Rows from an object pointing dataset:
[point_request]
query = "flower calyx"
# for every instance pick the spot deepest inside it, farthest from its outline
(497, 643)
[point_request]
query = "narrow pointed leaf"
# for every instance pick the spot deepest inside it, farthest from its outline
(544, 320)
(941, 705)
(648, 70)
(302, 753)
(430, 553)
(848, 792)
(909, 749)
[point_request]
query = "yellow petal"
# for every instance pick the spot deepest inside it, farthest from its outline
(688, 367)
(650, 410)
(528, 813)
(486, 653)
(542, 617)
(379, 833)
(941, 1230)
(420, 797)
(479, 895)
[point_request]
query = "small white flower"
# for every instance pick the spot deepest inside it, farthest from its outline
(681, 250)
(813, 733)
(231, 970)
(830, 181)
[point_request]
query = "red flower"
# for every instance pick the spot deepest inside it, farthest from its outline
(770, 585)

Task to carry out ▸ Rewrite every line of the records above, leaving all other lines unchanged but shifting each answer coordinate pair by adding 102 to both of its numbers.

Correct response ▸
[point_request]
query = "flower calyx"
# for every instance pick the spot deepest inside it, farthest from its outline
(599, 745)
[point_request]
query = "narrow pointed leaf"
# for every instance pick the spot deepest inside it, farthest from its outline
(646, 422)
(1043, 807)
(750, 172)
(404, 855)
(532, 655)
(950, 894)
(1011, 851)
[point_request]
query = "yellow petal"
# for every instance pick the spot deepest inside it, farthest from its outline
(790, 469)
(752, 512)
(630, 915)
(588, 755)
(644, 719)
(481, 935)
(1043, 1332)
(522, 899)
(581, 997)
[point_request]
query = "small white flower"
# for every instance pick the spot deepest inside it, farthest from its outline
(783, 352)
(915, 835)
(333, 1072)
(932, 283)
[point_request]
query = "red flower"
# for every instance pick the spot deepest inside it, farthest from its outline
(872, 687)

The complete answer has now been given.